Begin DATA PROVIDED

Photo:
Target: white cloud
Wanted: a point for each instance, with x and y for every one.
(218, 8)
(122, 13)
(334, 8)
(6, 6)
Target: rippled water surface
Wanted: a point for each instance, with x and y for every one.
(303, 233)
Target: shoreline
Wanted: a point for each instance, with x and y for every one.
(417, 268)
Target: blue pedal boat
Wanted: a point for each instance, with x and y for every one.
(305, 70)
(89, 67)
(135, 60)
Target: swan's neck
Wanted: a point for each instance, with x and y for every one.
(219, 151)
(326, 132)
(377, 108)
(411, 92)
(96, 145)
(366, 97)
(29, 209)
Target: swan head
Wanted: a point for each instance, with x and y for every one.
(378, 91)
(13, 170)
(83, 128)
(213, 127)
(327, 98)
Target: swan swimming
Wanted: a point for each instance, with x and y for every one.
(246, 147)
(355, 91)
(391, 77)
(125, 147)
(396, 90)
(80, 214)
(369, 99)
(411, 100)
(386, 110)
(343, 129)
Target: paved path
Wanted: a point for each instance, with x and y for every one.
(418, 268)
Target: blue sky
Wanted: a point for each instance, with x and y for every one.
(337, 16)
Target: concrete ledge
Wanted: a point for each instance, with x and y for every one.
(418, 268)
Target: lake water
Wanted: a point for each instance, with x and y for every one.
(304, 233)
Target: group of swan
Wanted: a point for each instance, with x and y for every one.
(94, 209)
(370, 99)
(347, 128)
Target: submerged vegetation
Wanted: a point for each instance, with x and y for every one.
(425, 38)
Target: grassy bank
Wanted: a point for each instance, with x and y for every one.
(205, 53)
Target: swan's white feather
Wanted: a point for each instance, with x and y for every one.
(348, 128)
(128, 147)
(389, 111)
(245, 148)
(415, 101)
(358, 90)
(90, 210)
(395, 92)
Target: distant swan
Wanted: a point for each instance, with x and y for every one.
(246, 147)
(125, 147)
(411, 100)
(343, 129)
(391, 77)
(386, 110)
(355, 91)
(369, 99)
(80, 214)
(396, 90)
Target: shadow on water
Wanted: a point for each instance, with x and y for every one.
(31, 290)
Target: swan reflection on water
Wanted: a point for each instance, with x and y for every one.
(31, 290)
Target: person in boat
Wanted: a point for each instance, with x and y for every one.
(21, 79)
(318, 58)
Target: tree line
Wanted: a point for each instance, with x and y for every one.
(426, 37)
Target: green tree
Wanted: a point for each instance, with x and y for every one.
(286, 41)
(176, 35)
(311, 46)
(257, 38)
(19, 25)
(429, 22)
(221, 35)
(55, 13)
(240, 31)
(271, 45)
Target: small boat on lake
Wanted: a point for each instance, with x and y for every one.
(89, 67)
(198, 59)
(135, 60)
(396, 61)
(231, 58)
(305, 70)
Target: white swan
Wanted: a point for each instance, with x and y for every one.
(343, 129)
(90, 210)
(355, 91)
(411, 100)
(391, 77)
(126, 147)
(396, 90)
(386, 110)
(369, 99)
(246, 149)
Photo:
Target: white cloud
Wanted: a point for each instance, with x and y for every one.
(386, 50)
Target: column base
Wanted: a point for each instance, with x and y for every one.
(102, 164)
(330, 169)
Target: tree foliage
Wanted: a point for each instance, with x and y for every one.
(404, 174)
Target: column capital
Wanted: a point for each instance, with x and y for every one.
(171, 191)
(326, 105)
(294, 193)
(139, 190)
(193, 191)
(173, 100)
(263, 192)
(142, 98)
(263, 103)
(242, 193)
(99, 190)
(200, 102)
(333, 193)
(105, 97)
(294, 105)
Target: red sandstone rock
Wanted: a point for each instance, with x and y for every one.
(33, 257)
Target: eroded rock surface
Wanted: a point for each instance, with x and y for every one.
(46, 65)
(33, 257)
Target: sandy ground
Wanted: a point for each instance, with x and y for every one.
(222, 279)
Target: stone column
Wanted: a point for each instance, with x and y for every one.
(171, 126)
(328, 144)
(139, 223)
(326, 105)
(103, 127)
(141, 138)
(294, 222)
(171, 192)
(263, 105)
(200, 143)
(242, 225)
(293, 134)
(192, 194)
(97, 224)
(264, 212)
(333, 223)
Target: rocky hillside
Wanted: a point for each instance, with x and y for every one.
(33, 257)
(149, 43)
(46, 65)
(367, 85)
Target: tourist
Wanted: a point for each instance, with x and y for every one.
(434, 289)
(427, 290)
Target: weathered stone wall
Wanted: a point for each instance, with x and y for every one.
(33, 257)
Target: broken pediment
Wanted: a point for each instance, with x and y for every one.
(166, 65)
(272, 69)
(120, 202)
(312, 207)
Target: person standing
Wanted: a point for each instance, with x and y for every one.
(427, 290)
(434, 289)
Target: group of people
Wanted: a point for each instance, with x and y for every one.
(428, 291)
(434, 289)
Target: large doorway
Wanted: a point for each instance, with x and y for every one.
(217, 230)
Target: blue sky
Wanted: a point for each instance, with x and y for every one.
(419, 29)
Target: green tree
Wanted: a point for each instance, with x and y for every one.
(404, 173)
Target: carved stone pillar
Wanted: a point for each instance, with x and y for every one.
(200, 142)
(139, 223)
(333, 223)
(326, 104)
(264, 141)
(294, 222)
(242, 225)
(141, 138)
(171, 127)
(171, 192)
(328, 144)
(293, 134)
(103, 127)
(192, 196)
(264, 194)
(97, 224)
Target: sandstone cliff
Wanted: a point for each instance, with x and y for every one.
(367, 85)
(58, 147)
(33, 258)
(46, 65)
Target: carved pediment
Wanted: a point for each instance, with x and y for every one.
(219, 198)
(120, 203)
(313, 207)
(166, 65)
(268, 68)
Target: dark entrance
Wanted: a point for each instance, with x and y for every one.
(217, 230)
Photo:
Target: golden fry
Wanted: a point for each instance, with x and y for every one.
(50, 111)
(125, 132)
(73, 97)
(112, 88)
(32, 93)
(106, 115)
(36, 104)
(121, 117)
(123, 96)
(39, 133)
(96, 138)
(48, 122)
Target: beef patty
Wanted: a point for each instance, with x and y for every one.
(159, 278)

End DATA PROVIDED

- TASK STATEMENT -
Copy each record from above exactly, and include every line.

- RESULT -
Photo:
Target: white cloud
Wanted: a point for each instance, with x and y for every one.
(218, 8)
(122, 13)
(334, 8)
(6, 6)
Target: rippled water surface
Wanted: a point for each instance, with x and y for every one.
(303, 233)
Target: shoreline
Wanted: a point for each instance, with x and y for every one.
(417, 268)
Target: blue pedal boat
Wanted: a point for each instance, with x and y for every one.
(305, 70)
(89, 67)
(135, 60)
Target: swan's neck
Wanted: a point for each instance, with x and y for every one.
(219, 151)
(326, 132)
(377, 108)
(411, 92)
(96, 145)
(366, 97)
(29, 209)
Target: swan head
Wanted: a point for each instance, with x and y for every one.
(378, 91)
(13, 170)
(83, 128)
(213, 127)
(327, 98)
Target: swan swimming
Wanted: a point for each instance, with x and y for every one.
(246, 147)
(355, 91)
(391, 77)
(125, 147)
(396, 90)
(80, 214)
(369, 99)
(411, 100)
(386, 110)
(343, 129)
Target: paved path
Wanted: a point for each instance, with x and y for every one.
(418, 268)
Target: blue sky
Wanted: a point for each instance, with x and y for every one.
(337, 16)
Target: concrete ledge
Wanted: a point for each instance, with x and y for every one.
(418, 268)
Target: lake water
Wanted: a point for each instance, with x and y for every one.
(304, 233)
Target: group of swan
Wanted: a point for each instance, with x and y for every one.
(94, 209)
(370, 99)
(347, 128)
Target: submerged vegetation
Wanted: a point for each instance, with x and y for every one.
(425, 38)
Target: grassy bank
Wanted: a point for each instance, with x and y for every one.
(205, 53)
Target: swan's white feather
Wanted: a point for each instance, with x and y for every one.
(348, 128)
(128, 147)
(389, 111)
(245, 148)
(415, 101)
(358, 90)
(90, 210)
(395, 92)
Target: distant swan
Wanted: a point for each instance, with x and y for every one.
(246, 147)
(125, 147)
(411, 100)
(343, 129)
(391, 77)
(386, 110)
(355, 91)
(369, 99)
(80, 214)
(396, 90)
Target: shadow on water
Wanted: a point for each instance, with x and y for every one.
(31, 290)
Target: swan reflection on water
Wanted: a point for each instance, with x and y for every one.
(31, 290)
Target: person in boat
Wanted: a point for each instance, with x and y for every one.
(21, 79)
(318, 58)
Target: tree line
Wanted: a point for each instance, with x and y for every one.
(426, 37)
Target: green tree
Wanted: a point for each instance, with x and y for every one.
(286, 41)
(176, 35)
(311, 46)
(257, 38)
(19, 25)
(429, 22)
(221, 35)
(55, 13)
(240, 31)
(271, 45)
Target: small boat on lake
Wanted: a point for each instance, with x and y for every one.
(89, 67)
(198, 59)
(135, 60)
(396, 61)
(231, 58)
(305, 70)
Target: white swan
Wanted: a point for each instance, with x and y for every one.
(343, 129)
(90, 210)
(355, 91)
(411, 100)
(391, 77)
(126, 147)
(396, 90)
(386, 110)
(369, 99)
(246, 149)
Photo:
Target: white cloud
Wanted: a point for each instance, with x and y for every one.
(386, 50)
Target: column base
Wanted: a point for each instance, with x and y for every one.
(102, 164)
(330, 169)
Target: tree foliage
Wanted: a point for each instance, with x and y for every one.
(404, 174)
Target: column capital
Wanted: a point for each instance, with x and y for every one.
(171, 191)
(326, 105)
(294, 193)
(139, 190)
(193, 191)
(173, 100)
(263, 192)
(142, 98)
(263, 103)
(242, 193)
(99, 190)
(200, 102)
(333, 193)
(105, 97)
(294, 105)
Target: red sandstone rock
Wanted: a point for each instance, with x and y for every one.
(33, 257)
Target: eroded rock surface
Wanted: a point for each instance, with x and y for every one.
(46, 65)
(33, 257)
Target: sandy ground
Wanted: a point for each instance, with x and y for every one.
(222, 279)
Target: stone column
Wanted: a point for each instance, with x and y for every one.
(171, 126)
(328, 144)
(139, 223)
(326, 105)
(103, 127)
(141, 138)
(294, 222)
(171, 192)
(263, 105)
(200, 143)
(242, 225)
(293, 134)
(192, 194)
(97, 224)
(264, 212)
(333, 223)
Target: rocky hillside
Wanted: a point for each instance, with x and y for every one.
(33, 257)
(149, 43)
(46, 65)
(367, 85)
Target: tourist
Wanted: a point for each instance, with x and y for every one.
(434, 289)
(427, 290)
Target: weathered stone wall
Wanted: a point for each instance, with x and y for every one.
(33, 257)
Target: broken pediment
Wanted: a point for each instance, with x and y for every one.
(166, 65)
(272, 69)
(120, 202)
(312, 207)
Target: person standing
Wanted: a point for each instance, with x and y for every one.
(427, 290)
(434, 289)
Target: group of people
Wanted: a point for each instance, with x and y for every one.
(428, 291)
(434, 289)
Target: large doorway
Wanted: a point for each instance, with x and y for every one.
(217, 230)
Target: blue sky
Wanted: a point for each instance, with x and y for every one.
(419, 29)
Target: green tree
Wanted: a point for each instance, with x and y for every one.
(404, 173)
Target: carved stone pillar
Wanted: a point for each instance, with x and y for every one.
(200, 142)
(139, 223)
(333, 223)
(326, 104)
(264, 141)
(294, 222)
(242, 225)
(141, 138)
(171, 127)
(171, 192)
(328, 144)
(293, 134)
(103, 127)
(192, 196)
(264, 194)
(97, 224)
Target: sandstone cliff
Wanted: a point for each instance, with x and y for every one.
(367, 85)
(58, 147)
(33, 258)
(46, 65)
Target: carved pediment
Wanted: a point for each instance, with x and y for every one.
(219, 198)
(120, 203)
(313, 207)
(166, 65)
(268, 68)
Target: dark entrance
Wanted: a point for each instance, with x and y for every one.
(217, 230)
Photo:
Target: golden fry
Wanted: a point for each instance, with x and y for every one.
(50, 111)
(125, 132)
(73, 97)
(112, 88)
(32, 93)
(106, 115)
(36, 104)
(121, 117)
(123, 96)
(39, 133)
(96, 138)
(48, 122)
Target: beef patty
Wanted: a point for each instance, with x and y for every one.
(159, 278)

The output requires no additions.